■ EXTRACT PROVIDED ■

One thing owning a home has taught me is that finishing quickly isn’t as important as finishing well. In 2019, my house was purchased and then flipped. It’s beautiful and I love it and I feel more than blessed to call it mine but there have been moments when I wondered why on earth I bought a house!
You see, something flipped in my brain when I signed that mountain of paperwork…when I laid claim to the miracle God asked me to pray for. I’ve always taken care of the properties I’ve rented, always gotten my security deposit back but in my mind, I did things just to make them work for a little while because there was no investment, not in finances or in time. It was my home for the moment so I took care, but never at a cost from me.
All of a sudden I didn’t just want projects done, I wanted them done right the first time, and what I was learning was that in order to do them right the first time, most of the time, a project took longer to finish. Whether it was the availability of those who could help me, or because I thought I had all the supplies when actually I didn’t, or because it rained when it needed to be sunny, or it was still too warm to plant the bulbs!
As a finisher, I really like to finish one project before I start another. It helps my brain remain uncluttered and, unrealistic as it may be, I get a lot of satisfaction in checking a thing off my list before I start on a new task. Looking back, my struggle with procrastination can 100% be linked back to this need to finish. If I can’t finish a thing I don’t even want to start it.
If I can’t read the book in a week’s time, I won’t pick it up. If I can’t finish a home project in a weekend, I’ll wait until I have a week off. If I can’t finish writing a new blog post in one sitting, I’ll wait until the day I can. See the problem?
Obviously, this system isn’t working well for me and now the whole world knows so in God’s kindness in not leaving me in this, He used my dreams for my house to teach me a thing. My brain is capable of holding multiple projects that all have multiple steps.
In a month’s time, I received, acclimated, and planted two beloved apple trees, named David and Claire, in my front yard. I prepped a flower bulb bed, planted said bulbs. Then I started and completed a feature wall in my master bedroom and bathroom.
Listing it out like that, it doesn’t seem like a lot for an entire month, but remember, these days I’m doing things right the first time so let me spell out what planting the apples trees took, as an example.
Now, before you roll your eyes and judge me for naming my apple trees I’ll remind you what apple trees have meant to me in my relationship with the Lord in the past. If you need a further reminder you can read Memorial Stones. Once the first thought of having my very own apple trees entered my mind, I could not dislodge it and entered a wormhole of research.
What varieties are good for my planting zone? Is one enough or do I need two so they can cross pollinate? Solo trees can’t produce fruit? What size would be best for my yard…standard, semi-dwarf, or dwarf? Once I got all the information, I ended up with a Pink Lady, Claire, and a Honeycrisp, David, both semi-dwarf.
They were delivered in boxes on a Friday morning and I was immediately ready to plant them…but what do I know about planting trees, so I called my Moma.
“Can you and Daddy come over tomorrow to help me plant my trees?”
“Sure. You need to call before you dig. Have you done that yet?”

■ MATERIAL ■
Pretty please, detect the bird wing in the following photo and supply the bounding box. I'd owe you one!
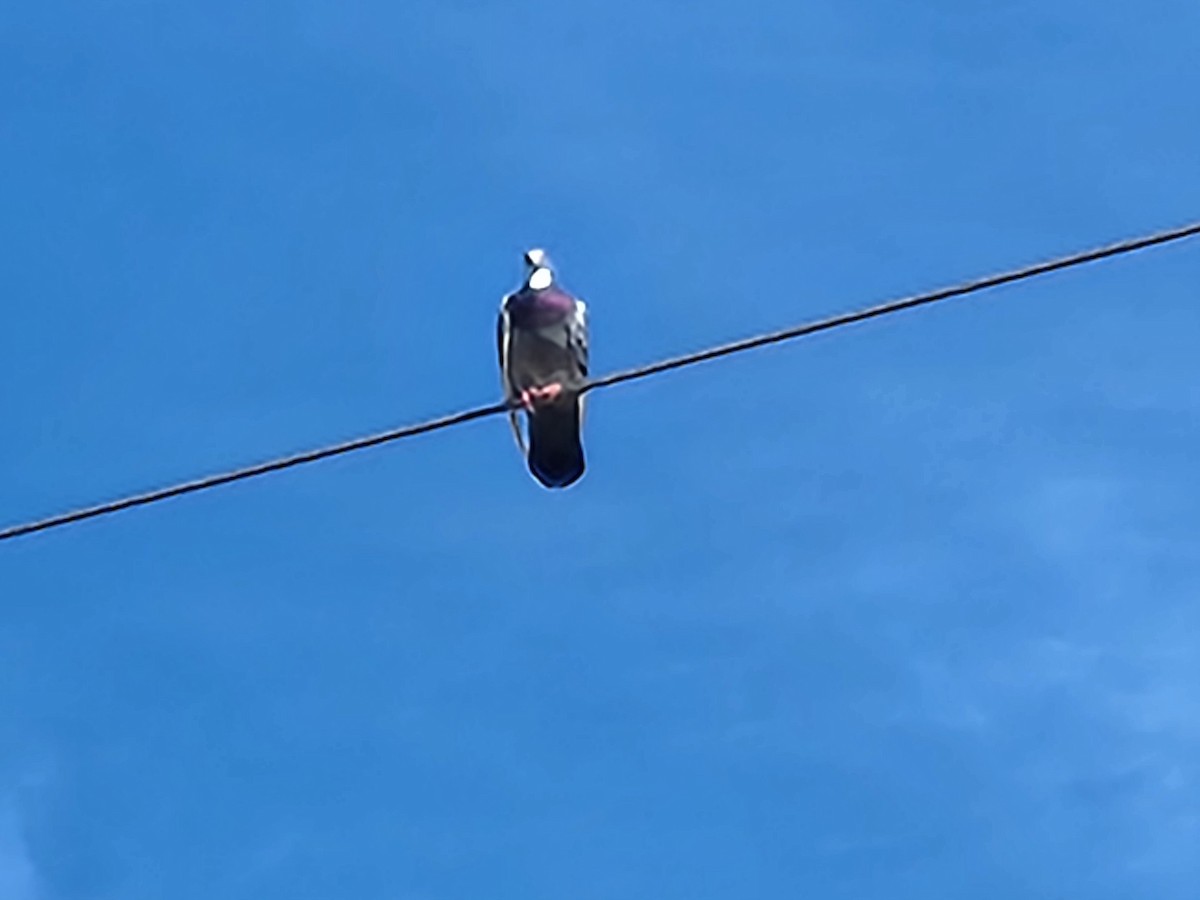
[566,299,588,420]
[496,296,528,456]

■ WHAT TO WORK ON ■
a) List every reason the homeownership post gives for a project taking longer to finish.
b) Return everything from "What varieties are" down to "called my Moma." in the homeownership post, copied word for word.

■ COMPLETE ANSWERS ■
a)
- The availability of those who could help
- Thinking all the supplies were on hand when they actually weren't
- Rain when it needed to be sunny
- It still being too warm to plant the bulbs

b)
What varieties are good for my planting zone? Is one enough or do I need two so they can cross pollinate? Solo trees can’t produce fruit? What size would be best for my yard…standard, semi-dwarf, or dwarf? Once I got all the information, I ended up with a Pink Lady, Claire, and a Honeycrisp, David, both semi-dwarf.
They were delivered in boxes on a Friday morning and I was immediately ready to plant them…but what do I know about planting trees, so I called my Moma.